**PROBLEM STATEMENT**
Reproduce the material below with "sun lounger" swapped for "deck chair", keeping everything else the same. Omit the pictures from your answer.

**DATA SECTION**
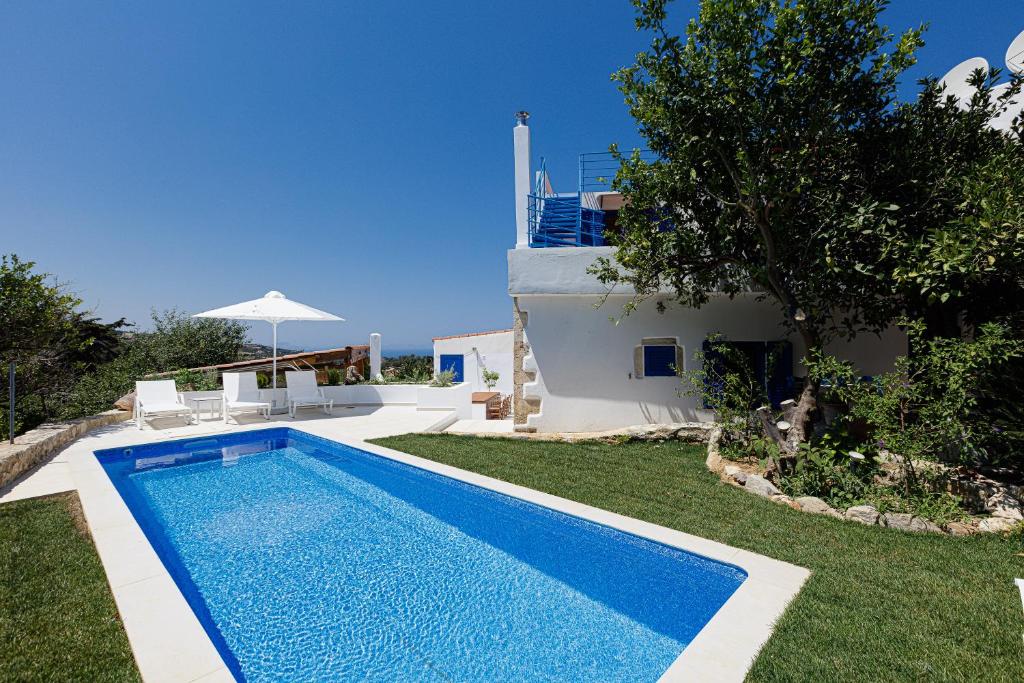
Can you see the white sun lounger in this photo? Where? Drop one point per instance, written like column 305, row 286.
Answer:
column 242, row 395
column 302, row 392
column 159, row 397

**WRITTEN SOLUTION**
Can you see the white deck chair in this photo? Where? Drop one point per instance, written like column 305, row 286.
Answer:
column 242, row 395
column 302, row 392
column 159, row 397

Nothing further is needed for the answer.